What is required – Identify every line of the items below that contains the word "measuring", and copy each one.

Given data –
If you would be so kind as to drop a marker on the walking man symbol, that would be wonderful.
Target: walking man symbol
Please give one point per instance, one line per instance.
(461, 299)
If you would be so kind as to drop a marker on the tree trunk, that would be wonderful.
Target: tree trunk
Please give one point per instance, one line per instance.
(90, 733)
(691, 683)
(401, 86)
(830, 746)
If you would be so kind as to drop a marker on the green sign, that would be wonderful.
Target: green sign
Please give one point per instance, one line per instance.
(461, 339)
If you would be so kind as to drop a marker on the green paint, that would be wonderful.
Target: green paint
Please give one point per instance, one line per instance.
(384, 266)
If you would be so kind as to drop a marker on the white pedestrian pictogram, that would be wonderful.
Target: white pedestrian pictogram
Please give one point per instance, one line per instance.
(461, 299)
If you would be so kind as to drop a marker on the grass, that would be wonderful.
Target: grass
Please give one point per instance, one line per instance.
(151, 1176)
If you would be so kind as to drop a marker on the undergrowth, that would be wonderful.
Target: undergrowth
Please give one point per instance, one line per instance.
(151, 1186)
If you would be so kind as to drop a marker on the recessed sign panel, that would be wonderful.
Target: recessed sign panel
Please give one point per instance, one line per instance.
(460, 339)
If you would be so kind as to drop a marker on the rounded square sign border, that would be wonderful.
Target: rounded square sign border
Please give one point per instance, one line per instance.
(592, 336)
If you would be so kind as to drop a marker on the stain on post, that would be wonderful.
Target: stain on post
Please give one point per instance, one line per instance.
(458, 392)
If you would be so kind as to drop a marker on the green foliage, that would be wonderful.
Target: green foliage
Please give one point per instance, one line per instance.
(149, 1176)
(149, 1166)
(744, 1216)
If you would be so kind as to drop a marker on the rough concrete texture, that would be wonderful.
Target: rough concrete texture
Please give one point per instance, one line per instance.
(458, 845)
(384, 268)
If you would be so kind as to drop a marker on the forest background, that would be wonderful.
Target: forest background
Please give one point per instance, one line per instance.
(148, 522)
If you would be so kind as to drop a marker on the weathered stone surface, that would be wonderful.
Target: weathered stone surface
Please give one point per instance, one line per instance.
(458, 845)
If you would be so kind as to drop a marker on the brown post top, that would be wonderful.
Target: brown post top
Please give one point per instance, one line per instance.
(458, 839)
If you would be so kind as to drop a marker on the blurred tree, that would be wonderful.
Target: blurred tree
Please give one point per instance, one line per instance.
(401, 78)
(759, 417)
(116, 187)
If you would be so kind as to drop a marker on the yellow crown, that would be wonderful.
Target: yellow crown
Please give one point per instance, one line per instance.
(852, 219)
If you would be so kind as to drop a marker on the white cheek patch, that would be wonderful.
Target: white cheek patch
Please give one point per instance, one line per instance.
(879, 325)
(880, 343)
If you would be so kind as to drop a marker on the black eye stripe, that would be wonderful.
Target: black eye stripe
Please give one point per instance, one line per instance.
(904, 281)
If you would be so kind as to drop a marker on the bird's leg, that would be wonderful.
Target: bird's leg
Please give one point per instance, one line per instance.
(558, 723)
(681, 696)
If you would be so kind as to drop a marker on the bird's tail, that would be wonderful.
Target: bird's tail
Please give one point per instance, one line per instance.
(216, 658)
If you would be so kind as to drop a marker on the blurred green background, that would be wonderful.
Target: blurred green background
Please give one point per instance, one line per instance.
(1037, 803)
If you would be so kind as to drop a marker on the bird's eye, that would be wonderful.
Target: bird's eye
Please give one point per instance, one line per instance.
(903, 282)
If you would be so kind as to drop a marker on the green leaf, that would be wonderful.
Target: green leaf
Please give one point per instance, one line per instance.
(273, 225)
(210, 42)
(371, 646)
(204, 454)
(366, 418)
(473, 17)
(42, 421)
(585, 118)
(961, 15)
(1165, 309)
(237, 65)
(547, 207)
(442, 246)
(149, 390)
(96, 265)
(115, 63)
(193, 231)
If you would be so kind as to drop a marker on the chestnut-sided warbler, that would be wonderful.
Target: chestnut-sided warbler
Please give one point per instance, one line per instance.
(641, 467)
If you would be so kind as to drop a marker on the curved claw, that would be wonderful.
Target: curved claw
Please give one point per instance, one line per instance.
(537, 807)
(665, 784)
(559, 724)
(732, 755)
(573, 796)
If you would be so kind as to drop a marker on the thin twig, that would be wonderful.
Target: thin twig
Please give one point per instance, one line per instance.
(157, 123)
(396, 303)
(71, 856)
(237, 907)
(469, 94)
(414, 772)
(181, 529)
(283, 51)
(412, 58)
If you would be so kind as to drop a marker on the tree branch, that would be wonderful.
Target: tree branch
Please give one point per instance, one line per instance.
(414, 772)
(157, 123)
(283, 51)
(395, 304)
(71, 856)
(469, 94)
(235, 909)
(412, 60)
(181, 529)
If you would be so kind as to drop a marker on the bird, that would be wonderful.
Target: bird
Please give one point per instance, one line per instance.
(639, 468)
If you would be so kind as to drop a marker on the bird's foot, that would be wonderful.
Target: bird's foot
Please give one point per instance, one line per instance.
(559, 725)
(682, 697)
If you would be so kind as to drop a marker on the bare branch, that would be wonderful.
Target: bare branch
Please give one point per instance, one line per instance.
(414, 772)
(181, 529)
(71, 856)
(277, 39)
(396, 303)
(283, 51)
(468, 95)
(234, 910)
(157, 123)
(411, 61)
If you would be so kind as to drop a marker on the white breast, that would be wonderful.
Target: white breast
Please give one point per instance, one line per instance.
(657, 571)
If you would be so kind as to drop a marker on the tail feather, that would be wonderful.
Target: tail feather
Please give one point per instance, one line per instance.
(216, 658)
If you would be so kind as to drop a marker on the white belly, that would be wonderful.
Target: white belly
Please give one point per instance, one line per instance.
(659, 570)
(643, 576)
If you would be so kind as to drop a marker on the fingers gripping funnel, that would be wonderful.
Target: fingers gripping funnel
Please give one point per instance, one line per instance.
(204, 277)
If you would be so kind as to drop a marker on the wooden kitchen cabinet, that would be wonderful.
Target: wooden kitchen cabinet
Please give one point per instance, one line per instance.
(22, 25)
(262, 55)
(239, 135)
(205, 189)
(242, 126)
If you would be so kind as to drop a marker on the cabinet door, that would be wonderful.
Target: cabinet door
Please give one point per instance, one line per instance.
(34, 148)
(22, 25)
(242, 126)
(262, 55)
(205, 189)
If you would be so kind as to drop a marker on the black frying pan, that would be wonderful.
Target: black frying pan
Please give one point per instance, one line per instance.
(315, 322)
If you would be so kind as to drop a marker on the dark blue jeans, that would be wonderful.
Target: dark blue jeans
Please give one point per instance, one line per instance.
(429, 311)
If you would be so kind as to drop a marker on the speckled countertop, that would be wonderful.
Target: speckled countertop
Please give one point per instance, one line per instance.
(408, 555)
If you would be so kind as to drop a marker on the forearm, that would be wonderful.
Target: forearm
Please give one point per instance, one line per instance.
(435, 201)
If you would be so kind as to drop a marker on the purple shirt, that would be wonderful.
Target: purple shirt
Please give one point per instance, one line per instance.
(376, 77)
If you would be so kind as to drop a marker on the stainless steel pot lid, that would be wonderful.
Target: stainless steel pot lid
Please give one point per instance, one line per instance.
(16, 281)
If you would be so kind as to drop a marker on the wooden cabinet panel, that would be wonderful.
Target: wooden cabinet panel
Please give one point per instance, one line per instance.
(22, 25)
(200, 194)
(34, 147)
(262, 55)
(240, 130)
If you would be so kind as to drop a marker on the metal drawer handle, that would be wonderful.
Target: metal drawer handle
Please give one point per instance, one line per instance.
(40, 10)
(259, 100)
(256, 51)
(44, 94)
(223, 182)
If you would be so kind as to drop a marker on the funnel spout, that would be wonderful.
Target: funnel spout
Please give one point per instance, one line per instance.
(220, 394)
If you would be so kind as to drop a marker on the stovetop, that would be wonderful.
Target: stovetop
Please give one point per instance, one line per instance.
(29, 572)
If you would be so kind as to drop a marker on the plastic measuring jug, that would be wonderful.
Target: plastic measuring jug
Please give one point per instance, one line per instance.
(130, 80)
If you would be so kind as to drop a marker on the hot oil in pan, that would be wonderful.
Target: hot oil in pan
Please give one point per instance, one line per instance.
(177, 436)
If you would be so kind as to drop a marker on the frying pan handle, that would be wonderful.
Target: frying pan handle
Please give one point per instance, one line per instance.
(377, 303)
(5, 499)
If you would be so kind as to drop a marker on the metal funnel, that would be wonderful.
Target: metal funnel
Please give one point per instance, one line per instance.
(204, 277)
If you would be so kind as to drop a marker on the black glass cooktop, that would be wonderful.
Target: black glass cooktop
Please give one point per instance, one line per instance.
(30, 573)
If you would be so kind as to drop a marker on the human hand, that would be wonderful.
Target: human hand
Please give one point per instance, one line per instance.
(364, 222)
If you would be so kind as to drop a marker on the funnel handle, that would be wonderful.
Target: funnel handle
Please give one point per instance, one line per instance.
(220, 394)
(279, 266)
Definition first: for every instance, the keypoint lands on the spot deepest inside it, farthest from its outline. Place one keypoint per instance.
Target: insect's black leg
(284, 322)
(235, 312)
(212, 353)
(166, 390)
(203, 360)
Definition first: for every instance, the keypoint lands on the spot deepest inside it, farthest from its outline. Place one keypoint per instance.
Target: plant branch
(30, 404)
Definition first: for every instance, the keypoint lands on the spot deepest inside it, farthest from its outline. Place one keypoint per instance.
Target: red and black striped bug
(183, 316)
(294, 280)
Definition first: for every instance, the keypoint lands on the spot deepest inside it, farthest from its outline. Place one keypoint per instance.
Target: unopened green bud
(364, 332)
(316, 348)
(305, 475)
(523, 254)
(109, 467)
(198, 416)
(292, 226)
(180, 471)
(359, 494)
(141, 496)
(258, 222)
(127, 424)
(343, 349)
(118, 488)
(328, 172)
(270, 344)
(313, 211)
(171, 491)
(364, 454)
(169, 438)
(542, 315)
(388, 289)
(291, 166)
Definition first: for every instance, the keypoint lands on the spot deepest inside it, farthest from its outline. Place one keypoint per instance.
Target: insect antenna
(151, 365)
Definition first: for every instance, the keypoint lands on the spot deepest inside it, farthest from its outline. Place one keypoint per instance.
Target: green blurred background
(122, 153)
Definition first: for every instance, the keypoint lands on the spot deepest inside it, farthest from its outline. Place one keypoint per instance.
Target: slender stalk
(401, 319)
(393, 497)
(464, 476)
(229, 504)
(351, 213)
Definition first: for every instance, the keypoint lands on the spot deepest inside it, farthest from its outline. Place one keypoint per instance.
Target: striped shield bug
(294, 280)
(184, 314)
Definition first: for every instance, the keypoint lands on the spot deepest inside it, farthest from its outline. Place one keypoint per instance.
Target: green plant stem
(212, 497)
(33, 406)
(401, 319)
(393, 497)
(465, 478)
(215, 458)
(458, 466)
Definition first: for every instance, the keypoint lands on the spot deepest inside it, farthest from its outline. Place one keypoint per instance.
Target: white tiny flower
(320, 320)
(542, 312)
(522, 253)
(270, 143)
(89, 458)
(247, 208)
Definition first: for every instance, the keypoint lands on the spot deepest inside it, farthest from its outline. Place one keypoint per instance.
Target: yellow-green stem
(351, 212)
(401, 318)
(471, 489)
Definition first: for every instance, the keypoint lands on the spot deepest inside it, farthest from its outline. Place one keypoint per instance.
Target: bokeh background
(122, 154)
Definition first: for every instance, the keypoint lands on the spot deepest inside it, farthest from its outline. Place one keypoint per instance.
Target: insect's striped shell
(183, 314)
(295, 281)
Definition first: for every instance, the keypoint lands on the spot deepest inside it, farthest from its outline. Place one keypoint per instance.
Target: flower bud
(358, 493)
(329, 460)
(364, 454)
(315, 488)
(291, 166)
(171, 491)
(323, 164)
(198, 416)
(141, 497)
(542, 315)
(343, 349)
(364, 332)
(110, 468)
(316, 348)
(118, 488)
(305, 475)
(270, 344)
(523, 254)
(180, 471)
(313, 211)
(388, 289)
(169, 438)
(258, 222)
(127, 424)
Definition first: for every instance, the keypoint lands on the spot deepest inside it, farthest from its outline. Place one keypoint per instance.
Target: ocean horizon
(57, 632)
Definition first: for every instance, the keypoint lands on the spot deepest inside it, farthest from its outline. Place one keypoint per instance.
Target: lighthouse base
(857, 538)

Answer for this exercise –
If you would be so kind as to drop a marker on the plastic measuring jug, that would be wonderful.
Target: plastic measuring jug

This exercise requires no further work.